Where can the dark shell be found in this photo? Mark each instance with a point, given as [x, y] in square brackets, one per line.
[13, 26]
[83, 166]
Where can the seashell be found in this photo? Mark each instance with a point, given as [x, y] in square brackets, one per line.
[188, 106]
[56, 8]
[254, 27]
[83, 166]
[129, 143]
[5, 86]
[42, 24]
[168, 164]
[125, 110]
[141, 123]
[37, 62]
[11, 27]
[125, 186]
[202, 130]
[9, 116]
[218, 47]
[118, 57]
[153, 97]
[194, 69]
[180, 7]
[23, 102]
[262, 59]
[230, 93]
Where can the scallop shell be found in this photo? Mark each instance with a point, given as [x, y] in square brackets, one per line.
══════════
• _Task description_: Repeat exactly the lines starting at the line with "Where can the seashell" and ending with the final line of the entries. Include nothing else.

• _Completed task_:
Where can the seashell be found in this photo? Mark each instance with a point, given as [x, y] in square brackets, one per line.
[188, 106]
[56, 8]
[254, 27]
[83, 166]
[129, 143]
[5, 86]
[42, 24]
[168, 164]
[125, 110]
[141, 123]
[37, 62]
[11, 27]
[125, 186]
[202, 130]
[9, 116]
[218, 47]
[118, 57]
[153, 97]
[194, 69]
[180, 7]
[23, 102]
[262, 59]
[230, 93]
Where can the scallop shell be found in this photo? Mark each instance with a point, given as [x, y] in square brackets, one per line.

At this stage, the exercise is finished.